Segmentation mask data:
+===+

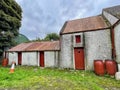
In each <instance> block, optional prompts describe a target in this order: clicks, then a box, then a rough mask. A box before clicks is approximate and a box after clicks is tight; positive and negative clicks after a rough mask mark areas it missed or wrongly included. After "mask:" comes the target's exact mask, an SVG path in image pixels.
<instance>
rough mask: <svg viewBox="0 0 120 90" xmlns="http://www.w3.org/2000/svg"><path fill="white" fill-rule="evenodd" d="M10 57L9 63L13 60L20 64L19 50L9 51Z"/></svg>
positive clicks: (16, 63) (9, 57)
mask: <svg viewBox="0 0 120 90" xmlns="http://www.w3.org/2000/svg"><path fill="white" fill-rule="evenodd" d="M8 59H9V63H8V64H9V65H11V64H12V62H13V61H15V62H16V65H18V53H17V52H9V54H8Z"/></svg>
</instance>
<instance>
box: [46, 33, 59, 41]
mask: <svg viewBox="0 0 120 90" xmlns="http://www.w3.org/2000/svg"><path fill="white" fill-rule="evenodd" d="M59 38H60V37H59V35H58V34H56V33H50V34H47V35H46V37H45V38H44V40H47V41H51V40H53V41H56V40H59Z"/></svg>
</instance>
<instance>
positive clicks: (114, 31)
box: [114, 24, 120, 64]
mask: <svg viewBox="0 0 120 90" xmlns="http://www.w3.org/2000/svg"><path fill="white" fill-rule="evenodd" d="M114 32H115V49H116V61H117V63H119V64H120V24H118V25H117V26H115V28H114Z"/></svg>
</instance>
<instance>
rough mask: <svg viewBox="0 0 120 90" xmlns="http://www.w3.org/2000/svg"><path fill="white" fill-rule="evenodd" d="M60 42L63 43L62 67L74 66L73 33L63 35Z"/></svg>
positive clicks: (60, 38) (60, 58)
mask: <svg viewBox="0 0 120 90" xmlns="http://www.w3.org/2000/svg"><path fill="white" fill-rule="evenodd" d="M60 43H61V51H60V67H61V68H74V65H73V36H72V34H65V35H61V38H60Z"/></svg>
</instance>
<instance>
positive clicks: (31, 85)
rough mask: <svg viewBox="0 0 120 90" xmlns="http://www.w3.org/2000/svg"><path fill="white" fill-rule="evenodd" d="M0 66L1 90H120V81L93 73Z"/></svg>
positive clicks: (114, 78) (0, 85)
mask: <svg viewBox="0 0 120 90" xmlns="http://www.w3.org/2000/svg"><path fill="white" fill-rule="evenodd" d="M9 70H10V67H2V66H0V90H120V81H117V80H115V78H114V77H111V76H109V75H105V76H97V75H95V74H94V72H92V71H75V70H60V69H50V68H44V69H42V68H40V67H28V66H16V67H15V72H14V73H13V74H10V73H9Z"/></svg>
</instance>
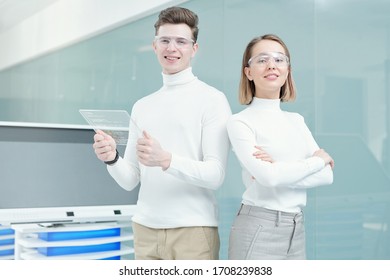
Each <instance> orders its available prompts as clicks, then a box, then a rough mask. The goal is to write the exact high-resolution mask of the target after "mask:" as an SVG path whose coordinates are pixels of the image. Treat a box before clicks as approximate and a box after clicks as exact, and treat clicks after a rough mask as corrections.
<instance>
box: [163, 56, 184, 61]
mask: <svg viewBox="0 0 390 280" xmlns="http://www.w3.org/2000/svg"><path fill="white" fill-rule="evenodd" d="M164 58H165V59H168V60H179V59H180V57H174V56H167V55H166V56H164Z"/></svg>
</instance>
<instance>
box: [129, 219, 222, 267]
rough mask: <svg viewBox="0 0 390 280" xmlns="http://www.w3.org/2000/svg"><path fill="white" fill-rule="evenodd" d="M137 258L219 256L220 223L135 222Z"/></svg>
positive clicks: (206, 256) (194, 257) (179, 259)
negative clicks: (216, 223) (217, 223)
mask: <svg viewBox="0 0 390 280" xmlns="http://www.w3.org/2000/svg"><path fill="white" fill-rule="evenodd" d="M133 233H134V250H135V259H136V260H217V259H218V257H219V246H220V243H219V234H218V228H217V227H181V228H172V229H154V228H149V227H145V226H142V225H140V224H137V223H134V222H133Z"/></svg>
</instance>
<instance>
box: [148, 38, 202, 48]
mask: <svg viewBox="0 0 390 280" xmlns="http://www.w3.org/2000/svg"><path fill="white" fill-rule="evenodd" d="M154 41H155V42H156V43H157V44H158V45H159V46H160V47H163V48H167V47H168V46H169V45H170V44H171V43H173V45H174V46H175V47H176V48H178V49H186V48H190V47H192V46H193V45H194V44H195V41H194V40H192V39H187V38H184V37H179V36H155V37H154Z"/></svg>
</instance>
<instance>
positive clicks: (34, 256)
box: [12, 221, 134, 260]
mask: <svg viewBox="0 0 390 280" xmlns="http://www.w3.org/2000/svg"><path fill="white" fill-rule="evenodd" d="M12 228H13V229H14V230H15V259H17V260H33V259H34V260H36V259H44V260H46V259H73V260H81V259H94V260H97V259H133V254H134V249H133V234H132V229H131V223H130V222H124V221H117V222H104V223H103V222H97V223H80V224H66V223H65V224H18V225H12Z"/></svg>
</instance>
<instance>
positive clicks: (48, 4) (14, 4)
mask: <svg viewBox="0 0 390 280" xmlns="http://www.w3.org/2000/svg"><path fill="white" fill-rule="evenodd" d="M56 1H58V0H0V33H2V32H4V31H6V30H7V29H9V28H11V27H13V26H14V25H16V24H18V23H19V22H21V21H23V20H24V19H26V18H29V17H30V16H32V15H34V14H35V13H37V12H39V11H41V10H43V9H45V8H46V7H47V6H49V5H51V4H53V3H54V2H56Z"/></svg>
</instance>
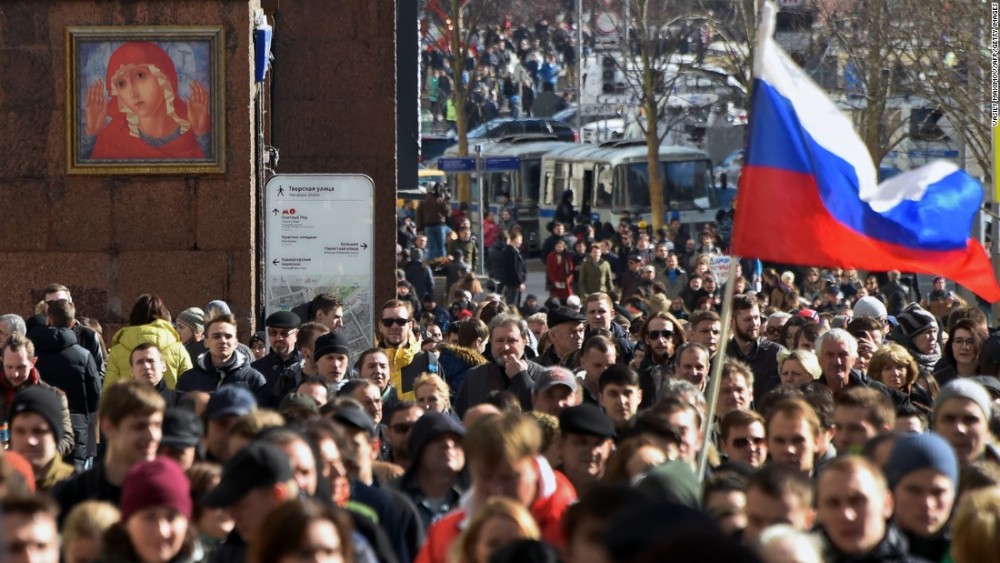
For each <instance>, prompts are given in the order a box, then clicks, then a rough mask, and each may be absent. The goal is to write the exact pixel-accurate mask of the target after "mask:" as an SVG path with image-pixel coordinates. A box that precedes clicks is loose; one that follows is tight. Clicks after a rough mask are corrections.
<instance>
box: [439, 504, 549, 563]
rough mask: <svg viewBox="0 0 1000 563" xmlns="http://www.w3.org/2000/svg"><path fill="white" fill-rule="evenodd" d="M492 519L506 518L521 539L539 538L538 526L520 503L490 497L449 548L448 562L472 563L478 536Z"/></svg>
mask: <svg viewBox="0 0 1000 563" xmlns="http://www.w3.org/2000/svg"><path fill="white" fill-rule="evenodd" d="M494 518H506V519H508V520H510V521H511V522H513V523H514V524H515V525H516V526H517V527H518V530H519V531H520V533H521V536H522V538H523V539H531V540H537V539H539V538H540V537H541V535H542V534H541V531H540V530H539V529H538V524H536V523H535V519H534V518H533V517H532V516H531V513H530V512H528V509H527V508H525V507H523V506H521V504H520V503H518V502H515V501H513V500H511V499H508V498H504V497H492V498H490V499H489V500H487V501H486V503H485V504H483V506H481V507H479V510H477V511H476V513H475V514H474V515H473V516H472V520H470V521H469V526H468V527H467V528H466V529H465V531H464V532H462V535H461V536H459V537H458V540H457V541H456V542H454V543H453V544H452V546H451V557H449V558H448V560H449V561H455V562H457V563H473V562H474V561H475V560H476V559H475V549H476V543H478V542H479V535H480V534H482V532H483V528H485V527H486V524H487V523H488V522H489V521H490V520H493V519H494Z"/></svg>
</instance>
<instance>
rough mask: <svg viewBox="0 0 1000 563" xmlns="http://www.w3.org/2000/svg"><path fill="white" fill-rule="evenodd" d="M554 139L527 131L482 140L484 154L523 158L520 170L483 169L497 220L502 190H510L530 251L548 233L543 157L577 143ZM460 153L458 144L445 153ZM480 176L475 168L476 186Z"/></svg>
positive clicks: (489, 196)
mask: <svg viewBox="0 0 1000 563" xmlns="http://www.w3.org/2000/svg"><path fill="white" fill-rule="evenodd" d="M553 139H554V137H553V136H551V135H549V136H545V135H534V136H532V135H524V136H512V137H505V138H502V139H499V140H496V141H487V142H483V143H481V145H482V149H483V150H482V156H483V158H495V157H507V158H517V159H518V160H519V162H520V164H519V166H518V169H517V170H513V171H498V172H494V171H487V172H484V173H483V174H484V176H483V187H484V190H485V196H486V205H487V208H488V209H490V210H491V211H493V216H494V218H495V219H497V220H499V206H498V201H499V199H500V194H503V193H507V194H510V199H511V201H512V202H514V203H515V204H516V205H517V222H518V224H519V225H520V226H521V229H522V232H523V233H524V243H525V245H526V246H527V250H528V251H529V252H530V253H534V252H536V251H537V250H538V249H539V248H540V246H541V244H542V242H543V241H544V240H545V237H546V236H548V235H547V233H544V231H543V229H544V228H545V224H544V223H540V222H539V215H538V212H539V197H540V194H541V169H542V157H543V156H544V155H546V154H548V153H549V152H551V151H554V150H559V149H564V148H567V147H575V146H578V145H576V144H575V143H570V142H566V141H556V140H553ZM470 152H472V151H471V150H470ZM457 155H458V148H457V147H451V148H449V149H448V150H446V151H445V154H444V156H446V157H453V156H457ZM470 156H473V155H470ZM478 179H479V177H478V173H476V172H473V173H472V185H473V186H476V183H477V181H478ZM456 182H457V180H455V179H451V180H450V181H449V183H450V184H451V185H455V184H456ZM473 199H474V201H473V203H472V208H473V212H474V213H475V214H476V215H477V216H478V213H479V205H478V201H475V199H476V198H473ZM550 220H551V219H550Z"/></svg>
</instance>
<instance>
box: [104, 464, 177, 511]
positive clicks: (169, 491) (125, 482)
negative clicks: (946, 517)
mask: <svg viewBox="0 0 1000 563" xmlns="http://www.w3.org/2000/svg"><path fill="white" fill-rule="evenodd" d="M118 504H119V509H120V510H121V519H122V522H127V521H128V519H129V517H130V516H132V515H133V514H135V513H136V512H138V511H140V510H143V509H145V508H149V507H152V506H167V507H170V508H173V509H174V510H176V511H177V512H180V513H181V514H183V515H184V516H186V517H188V518H189V519H190V518H191V510H192V502H191V483H190V482H189V481H188V478H187V475H185V474H184V470H183V469H181V466H180V465H178V464H177V462H176V461H174V460H172V459H170V458H168V457H158V458H156V459H154V460H153V461H143V462H139V463H137V464H135V465H133V466H132V469H129V471H128V473H127V474H126V475H125V482H124V483H123V484H122V497H121V501H120V502H119V503H118Z"/></svg>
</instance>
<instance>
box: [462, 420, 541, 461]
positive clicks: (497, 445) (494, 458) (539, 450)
mask: <svg viewBox="0 0 1000 563" xmlns="http://www.w3.org/2000/svg"><path fill="white" fill-rule="evenodd" d="M463 444H465V455H466V457H467V459H468V464H469V466H472V465H473V464H474V463H475V464H477V465H478V464H480V463H482V464H483V465H484V466H486V467H496V466H497V465H500V464H501V463H503V462H505V461H506V462H515V461H517V460H520V459H523V458H525V457H527V456H535V455H538V452H540V451H541V449H542V431H541V429H540V428H539V427H538V422H536V421H535V419H534V418H531V417H530V416H527V415H523V414H521V413H515V412H506V413H503V414H492V415H486V416H484V417H482V418H480V419H479V420H477V421H476V422H475V423H473V424H472V426H470V427H469V429H468V432H466V434H465V440H463Z"/></svg>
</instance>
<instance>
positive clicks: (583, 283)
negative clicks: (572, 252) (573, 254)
mask: <svg viewBox="0 0 1000 563" xmlns="http://www.w3.org/2000/svg"><path fill="white" fill-rule="evenodd" d="M577 280H579V284H580V295H583V296H586V295H590V294H591V293H596V292H598V291H603V292H604V293H608V292H609V291H611V290H612V289H614V287H615V284H614V276H612V274H611V264H608V263H607V261H605V260H601V262H600V263H599V264H594V261H593V260H591V259H590V258H585V259H584V260H583V262H580V269H579V270H578V271H577Z"/></svg>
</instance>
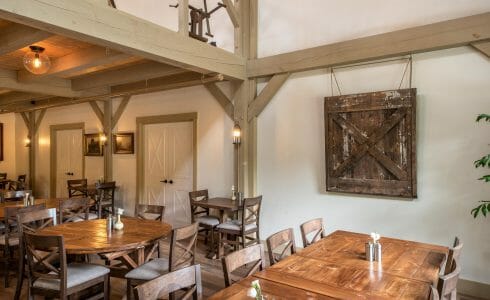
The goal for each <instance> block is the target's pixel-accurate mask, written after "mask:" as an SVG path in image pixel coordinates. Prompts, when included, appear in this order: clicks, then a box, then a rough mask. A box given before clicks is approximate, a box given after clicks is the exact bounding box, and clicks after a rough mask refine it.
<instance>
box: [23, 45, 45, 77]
mask: <svg viewBox="0 0 490 300" xmlns="http://www.w3.org/2000/svg"><path fill="white" fill-rule="evenodd" d="M29 48H30V49H31V51H30V52H27V53H26V55H24V59H23V61H24V67H25V68H26V69H27V71H29V72H31V73H33V74H37V75H40V74H44V73H46V72H47V71H48V70H49V68H50V67H51V61H50V60H49V57H48V56H47V55H46V54H44V53H43V52H44V48H43V47H40V46H29Z"/></svg>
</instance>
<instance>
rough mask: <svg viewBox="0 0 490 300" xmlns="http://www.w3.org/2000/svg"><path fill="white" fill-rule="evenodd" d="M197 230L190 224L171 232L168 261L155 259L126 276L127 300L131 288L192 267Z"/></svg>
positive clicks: (195, 255)
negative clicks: (169, 252)
mask: <svg viewBox="0 0 490 300" xmlns="http://www.w3.org/2000/svg"><path fill="white" fill-rule="evenodd" d="M198 228H199V227H198V224H197V223H192V224H191V225H188V226H185V227H181V228H177V229H174V230H172V238H171V240H170V253H169V258H168V260H167V259H165V258H156V259H153V260H151V261H149V262H147V263H145V264H143V265H141V266H139V267H137V268H135V269H133V270H131V271H129V272H128V273H127V274H126V276H125V277H126V279H127V285H126V287H127V291H126V292H127V299H128V300H129V299H132V298H133V287H134V286H135V285H138V284H141V283H144V282H147V281H150V280H153V279H155V278H157V277H159V276H162V275H164V274H167V273H168V272H172V271H175V270H179V269H181V268H184V267H187V266H191V265H194V263H195V258H196V241H197V233H198Z"/></svg>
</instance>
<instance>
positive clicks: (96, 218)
mask: <svg viewBox="0 0 490 300" xmlns="http://www.w3.org/2000/svg"><path fill="white" fill-rule="evenodd" d="M98 218H99V216H98V215H97V214H94V213H89V214H88V219H89V220H96V219H98ZM72 221H73V222H81V221H85V219H84V218H80V217H75V218H73V220H72Z"/></svg>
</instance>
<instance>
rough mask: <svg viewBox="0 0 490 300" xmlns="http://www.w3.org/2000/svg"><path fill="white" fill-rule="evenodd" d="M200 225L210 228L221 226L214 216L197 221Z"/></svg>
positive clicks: (202, 216) (205, 216)
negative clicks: (211, 226) (207, 226)
mask: <svg viewBox="0 0 490 300" xmlns="http://www.w3.org/2000/svg"><path fill="white" fill-rule="evenodd" d="M196 222H197V223H199V224H204V225H208V226H216V225H218V224H219V219H218V218H217V217H214V216H202V217H199V218H197V219H196Z"/></svg>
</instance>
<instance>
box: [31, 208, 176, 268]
mask: <svg viewBox="0 0 490 300" xmlns="http://www.w3.org/2000/svg"><path fill="white" fill-rule="evenodd" d="M122 222H123V224H124V228H123V229H122V230H112V231H107V225H106V219H97V220H89V221H82V222H75V223H64V224H60V225H57V226H52V227H46V228H44V229H42V230H40V231H38V232H37V233H39V234H47V235H62V236H63V237H64V243H65V249H66V253H67V254H98V255H100V256H101V257H103V258H105V259H107V260H108V261H113V260H118V261H120V262H122V264H123V265H118V266H111V276H115V277H124V275H125V273H127V272H128V271H129V270H131V269H133V268H136V267H138V266H140V265H142V264H143V263H145V262H146V261H148V260H149V259H150V258H151V257H152V255H153V254H154V253H155V251H156V249H157V245H158V243H157V242H158V241H159V240H161V239H164V238H166V237H168V236H169V235H170V233H171V231H172V227H171V226H170V224H167V223H162V222H160V221H154V220H142V219H138V218H132V217H123V218H122Z"/></svg>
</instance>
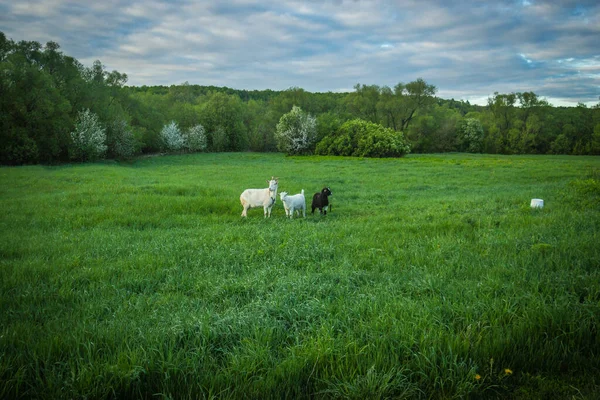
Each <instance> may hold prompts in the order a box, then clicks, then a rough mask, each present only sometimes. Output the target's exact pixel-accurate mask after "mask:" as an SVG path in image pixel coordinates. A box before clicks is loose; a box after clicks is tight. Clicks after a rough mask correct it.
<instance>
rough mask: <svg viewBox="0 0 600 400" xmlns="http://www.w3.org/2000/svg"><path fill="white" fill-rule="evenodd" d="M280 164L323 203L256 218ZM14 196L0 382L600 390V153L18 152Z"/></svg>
mask: <svg viewBox="0 0 600 400" xmlns="http://www.w3.org/2000/svg"><path fill="white" fill-rule="evenodd" d="M273 175H274V176H277V177H279V191H280V192H281V191H284V190H285V191H287V192H289V193H291V194H294V193H298V192H300V190H301V189H304V190H305V192H306V194H307V196H306V197H307V203H308V207H309V210H308V211H309V214H308V215H307V218H306V219H302V218H299V219H293V220H289V219H286V218H285V213H284V210H283V206H282V203H281V201H280V199H279V196H278V198H277V202H276V204H275V206H274V209H273V216H272V217H271V218H270V219H264V218H263V215H262V214H263V211H262V209H251V210H250V211H249V212H248V218H247V219H243V218H241V217H240V214H241V212H242V207H241V205H240V202H239V195H240V193H241V192H242V191H243V190H244V189H246V188H262V187H266V180H267V179H268V178H270V177H271V176H273ZM324 185H328V186H330V187H331V190H332V192H333V196H332V197H331V198H330V201H331V204H332V210H331V212H330V213H328V215H327V216H321V215H318V212H317V214H315V215H310V198H311V197H312V194H313V193H315V192H317V191H319V190H320V189H321V188H322V187H323V186H324ZM532 198H541V199H543V200H544V202H545V207H544V208H543V209H531V208H530V201H531V199H532ZM0 210H1V217H0V311H1V312H0V398H39V399H45V398H48V399H50V398H52V399H53V398H90V399H103V398H132V397H133V398H148V399H157V398H174V399H185V398H255V399H265V398H309V397H310V398H355V399H365V398H370V399H384V398H443V399H446V398H465V397H470V398H521V399H531V398H534V399H535V398H540V399H542V398H543V399H548V398H558V399H563V398H565V399H566V398H569V399H571V398H589V399H592V398H598V396H600V336H598V324H599V318H600V157H572V156H495V155H467V154H444V155H409V156H407V157H405V158H402V159H355V158H336V157H285V156H284V155H281V154H254V153H220V154H193V155H180V156H165V157H151V158H140V159H137V160H135V161H132V162H123V163H116V162H105V163H95V164H81V165H62V166H50V167H49V166H25V167H14V168H12V167H11V168H9V167H4V168H0Z"/></svg>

+===+

→ **What the task requires**
Collect every line of the records above that contains the string "high", treating uppercase and lowercase as different, and copy each such line out in full.

→ **Solution for this problem**
Each <instance> orders its available prompts as clicks, then a box, then a rough mask. The goal is to write the exact high-resolution mask of the target after "mask:" as an SVG path whose coordinates are pixels of the image. Treat a box before clicks as approximate and a box after clicks as exact, and treat clicks after a rough mask as corrections.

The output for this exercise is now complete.